The monetary policy is limited to help in this regard, because fostering inflation works when there is a margin to decrease interest rates. In the current environment, this “margin of safety” disappeared as interest rates are maintained at zero or near-zero levels. Therefore, conventional monetary policy becomes ineffective. Comparative data about interest rates can be found on Eurostat’s website, and yields the following graph:
Note that interest rates in the UK, US and Japan have been included for comparative purposes, and do not experience similar decrease, putting in perspective the current policy of the Eurozone with its peers. As can be seen, the current short-term interest rates in Europe are indeed nearing 0. It is also notable that the Eurozone represents the largest decrease over our sample period, losing more than 20bps (from May 2014 to March 2015). Over the sample period, the monetary policy of the Eurozone was therefore the most aggressive among its peers.

**DATA SUPPLIED:**
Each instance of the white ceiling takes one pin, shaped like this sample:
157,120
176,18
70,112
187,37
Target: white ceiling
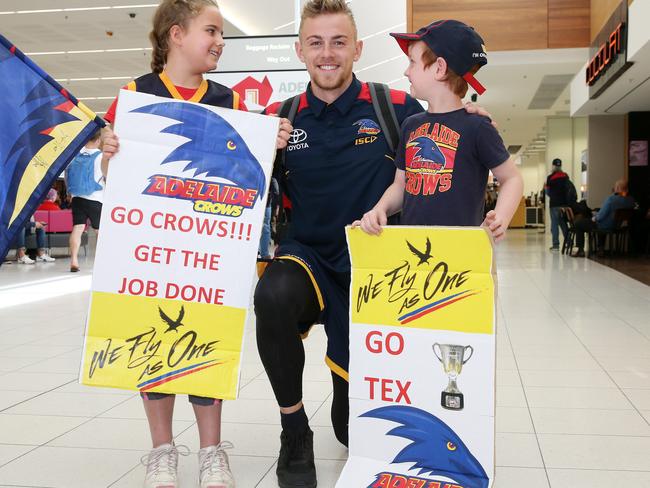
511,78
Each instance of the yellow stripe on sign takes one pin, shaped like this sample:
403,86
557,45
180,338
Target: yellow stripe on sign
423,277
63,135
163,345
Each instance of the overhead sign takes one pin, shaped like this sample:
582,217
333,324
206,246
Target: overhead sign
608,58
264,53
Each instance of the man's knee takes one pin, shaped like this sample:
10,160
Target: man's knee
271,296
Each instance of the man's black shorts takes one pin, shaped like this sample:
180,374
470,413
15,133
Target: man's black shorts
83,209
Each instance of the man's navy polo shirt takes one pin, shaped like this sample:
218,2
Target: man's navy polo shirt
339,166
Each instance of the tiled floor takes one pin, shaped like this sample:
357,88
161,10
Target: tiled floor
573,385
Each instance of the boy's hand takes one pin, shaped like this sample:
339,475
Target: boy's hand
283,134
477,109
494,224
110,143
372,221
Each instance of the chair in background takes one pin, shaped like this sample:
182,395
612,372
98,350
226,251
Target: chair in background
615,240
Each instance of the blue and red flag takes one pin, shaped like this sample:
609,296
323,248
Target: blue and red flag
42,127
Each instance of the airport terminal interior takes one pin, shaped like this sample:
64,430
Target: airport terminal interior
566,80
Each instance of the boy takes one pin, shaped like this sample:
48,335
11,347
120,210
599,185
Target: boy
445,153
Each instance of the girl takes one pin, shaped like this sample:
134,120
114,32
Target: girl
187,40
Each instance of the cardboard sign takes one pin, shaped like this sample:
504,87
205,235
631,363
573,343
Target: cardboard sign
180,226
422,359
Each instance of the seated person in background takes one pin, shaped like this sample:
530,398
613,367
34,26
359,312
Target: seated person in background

--

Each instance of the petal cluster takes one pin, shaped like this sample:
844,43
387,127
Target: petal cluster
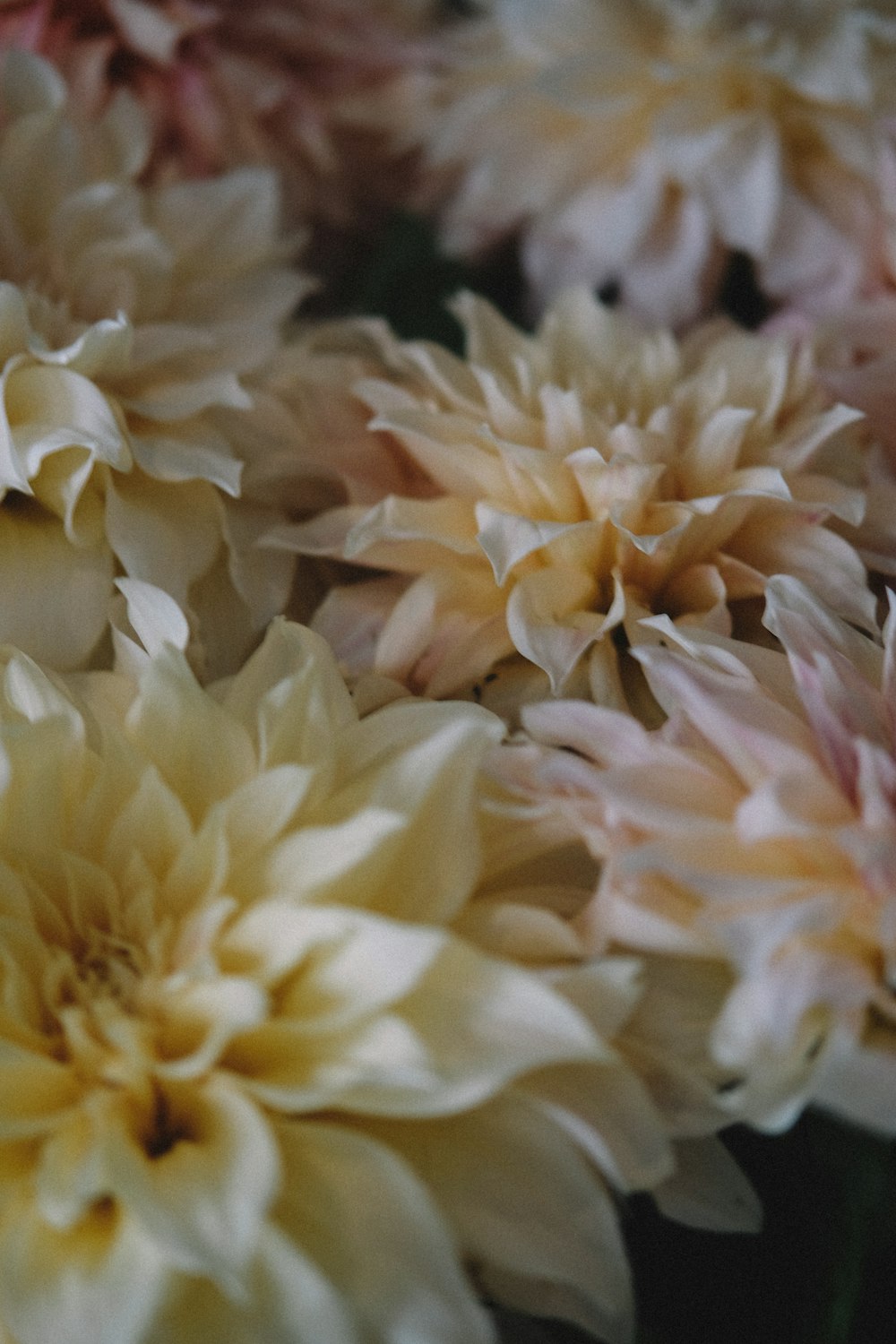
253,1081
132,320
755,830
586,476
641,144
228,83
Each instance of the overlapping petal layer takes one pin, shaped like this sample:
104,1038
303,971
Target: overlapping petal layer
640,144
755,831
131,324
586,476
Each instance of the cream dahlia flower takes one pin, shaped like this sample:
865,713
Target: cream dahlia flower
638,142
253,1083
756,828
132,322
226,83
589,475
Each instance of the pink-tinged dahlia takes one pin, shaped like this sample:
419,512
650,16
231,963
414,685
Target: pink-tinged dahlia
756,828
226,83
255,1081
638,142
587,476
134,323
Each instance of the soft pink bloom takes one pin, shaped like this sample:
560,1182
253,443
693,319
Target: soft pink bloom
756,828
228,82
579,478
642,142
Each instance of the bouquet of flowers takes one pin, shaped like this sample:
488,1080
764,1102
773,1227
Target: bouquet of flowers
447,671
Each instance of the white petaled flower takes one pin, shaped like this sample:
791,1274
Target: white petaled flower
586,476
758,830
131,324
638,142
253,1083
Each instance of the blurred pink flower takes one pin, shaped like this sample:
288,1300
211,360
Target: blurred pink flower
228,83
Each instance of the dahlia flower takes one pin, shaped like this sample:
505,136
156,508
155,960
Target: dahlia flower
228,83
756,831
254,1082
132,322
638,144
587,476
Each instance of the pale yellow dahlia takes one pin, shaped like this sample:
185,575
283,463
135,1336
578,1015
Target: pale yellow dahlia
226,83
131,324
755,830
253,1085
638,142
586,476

**WORK TO DO:** Extend the passage on Eurozone interest rates and monetary policy, picking up right after its final sentence.

**SOLVED PROBLEM:**
In this regard, we believe that a Quantitative Easing program is the most appropriate response: the ECB will be purchasing bonds issued by central governments. The rationale of having the central bank purchase bonds is that it will increase the prices of assets in the markets, thereby creating a wealth effect. The wealth effect dictates that people, feeling richer, should be compelled to spend more which would energize spending and the economy. This is to be considered in conjunction with the level in interest-rates: as yields on deposits and treasuries are very low, investors transfer their funds to riskier assets in financial markets, such as bonds and equities. It is to be noted that the correlation between QE, the wealth effect and spending has not been proved, since it is virtually the first decade that our world experiences full-fledged quantitative easing.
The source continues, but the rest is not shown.